### [PROBLEM SET]
a: According to the race report, why would a South Easter have made the day's ride quite pleasant? Answer in one to three sentences.
b: Answer the following questions about the race report, one line each:
(i) How often did the writer have to ask or tell Craig to drink, and for how long?
(ii) What did Craig get rid of at Suurbrak?
(iii) How fast were the riders going while the writer was towing them along on the tar?
c: Retype everything in the race report from "Some encouragement along" down to "felt completely airless.".

### [EXCERPT]
--------------------------------
Looks way better than a tent!

Bonte had given me explicit instructions today to make sure that Craig drank his juice. He had to get through a bottle an hour, and so today my official role was naggy housewife - every ten minutes for 6 hours I had to ask/tell Craig to drink. I was worried not because Craig would dehydrate, but rather of the pain Bonte would inflict on him if he didn't drink. How would we finish the Epic then?

The first 2 hours passed by rather uneventfully, except for a rather serious crash that we saw the result of, until my stomach started acting up. I had had one spoonful of a rather dodgy and bubbly stewed fruit yogurt for breakfast, and now I think it was now starting to bubble in my belly. I found a burp every 10 seconds or so to be quite relieving, and so for the next hour or so I was not a very nice person to ride next to. Several cups of coke and a bunch of grapes (which took me about10 minutes to eat as I don't like grape pips) settled my stomach enough to at least do away with the need to burp.

Some encouragement along the way

We had been promised a South Easter today, and that would have made today's ride quite pleasant as the wind would have been from behind for most of the stage. But it failed to materialise. Instead we got hot, dry conditions and the parts through the fynbos felt completely airless.

Just one of the climbs that lay in wait for us

We were still passing people on both the uphills and the downhills and were making good progress towards the last waterpoint of the day at Suurbrak. We approached Suurbrak on the tar, and once again I was in my element. I went to the front, caught a couple of riders who tucked in, and proceeded to hunt down a bunch in the distance. One of the riders I was towing along came along side with a big smile on his face - we were flying along at 50km/h - possibly the fastest he had ever been on a bike.


At Suurbrak, Craig got rid of his Camelbak, and had one bottle to ride to the finish with. Unfortunately we had no idea how far the finish was from that watrepoint, or what the route was like. We couldn't be that far from Swellendam? We made good progress out of Suurbrak, with Craig climbing quite well. As is customary in the Epic, there is no such thing as an easy finish, and just when we thought we were going to be heading towards the finish, we went in the opposite direction into the forested hills above Swellendam. By now, the temperature had climbed to the upper 30's, and Craig and his one bottle of water were taking strain. We were faced with a series of short steep hills that really killed the legs. Even I was suffering, and had to be rather nasty and turn down a request from Craig for a pull up a hill.

A couple more torturous uphills awaited us, and I me lost my sense of humour with some spectators who told us we were "nearly at the top", only to be faced with several more short climbs. When a farmer told us were were on the last climb of the day I asked him if he was lying to us. Turns out farmers don't lie, and we had a nice downhill into town, and across the finish line.
--------------------------------
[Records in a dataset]
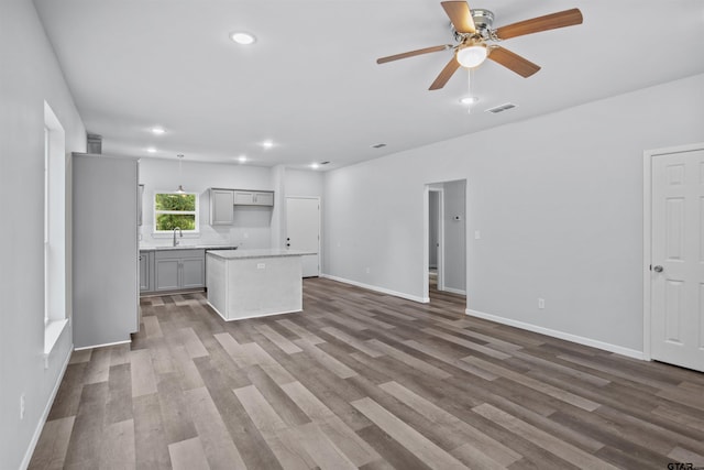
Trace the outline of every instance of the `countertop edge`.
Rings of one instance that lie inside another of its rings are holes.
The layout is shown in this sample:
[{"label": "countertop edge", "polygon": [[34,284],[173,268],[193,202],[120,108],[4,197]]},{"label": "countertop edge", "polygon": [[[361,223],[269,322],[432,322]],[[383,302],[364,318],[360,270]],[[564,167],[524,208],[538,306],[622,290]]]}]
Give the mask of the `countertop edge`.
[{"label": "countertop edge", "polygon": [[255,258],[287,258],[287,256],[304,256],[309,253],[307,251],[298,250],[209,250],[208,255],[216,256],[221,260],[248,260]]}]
--------------------------------
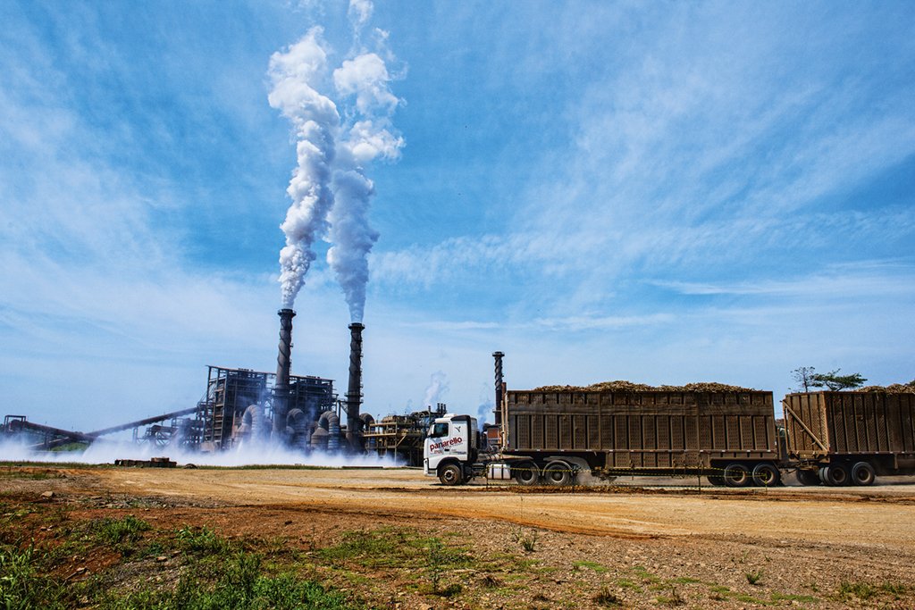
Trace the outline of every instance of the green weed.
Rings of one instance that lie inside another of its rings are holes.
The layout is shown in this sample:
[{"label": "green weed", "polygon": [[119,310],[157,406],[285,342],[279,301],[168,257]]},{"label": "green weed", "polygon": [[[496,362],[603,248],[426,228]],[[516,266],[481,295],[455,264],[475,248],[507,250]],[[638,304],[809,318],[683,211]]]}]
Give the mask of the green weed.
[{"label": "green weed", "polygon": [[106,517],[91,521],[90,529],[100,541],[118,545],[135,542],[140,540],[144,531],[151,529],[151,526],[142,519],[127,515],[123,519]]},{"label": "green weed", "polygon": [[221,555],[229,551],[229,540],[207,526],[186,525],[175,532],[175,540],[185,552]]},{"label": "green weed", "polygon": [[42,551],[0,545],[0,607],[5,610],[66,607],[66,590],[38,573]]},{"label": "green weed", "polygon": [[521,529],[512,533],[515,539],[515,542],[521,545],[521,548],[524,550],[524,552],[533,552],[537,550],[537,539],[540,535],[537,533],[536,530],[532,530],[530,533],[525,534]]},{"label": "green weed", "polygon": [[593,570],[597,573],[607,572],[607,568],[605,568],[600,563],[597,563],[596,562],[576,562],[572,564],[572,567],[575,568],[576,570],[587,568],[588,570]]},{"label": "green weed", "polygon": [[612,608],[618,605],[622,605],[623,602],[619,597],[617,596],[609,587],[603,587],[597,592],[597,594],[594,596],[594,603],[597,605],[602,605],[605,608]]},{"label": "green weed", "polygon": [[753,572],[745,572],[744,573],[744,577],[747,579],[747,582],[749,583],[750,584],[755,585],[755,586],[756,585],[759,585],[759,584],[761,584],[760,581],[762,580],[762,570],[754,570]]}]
--------------------------------
### [SOLUTIONS]
a: A South Easter would have made the ride quite pleasant because the wind would have been from behind for most of the stage. It failed to materialise, however, and the riders instead faced hot, dry conditions.

b:
(i) Every ten minutes for 6 hours.
(ii) His Camelbak.
(iii) 50km/h.

c:
Some encouragement along the way

We had been promised a South Easter today, and that would have made today's ride quite pleasant as the wind would have been from behind for most of the stage. But it failed to materialise. Instead we got hot, dry conditions and the parts through the fynbos felt completely airless.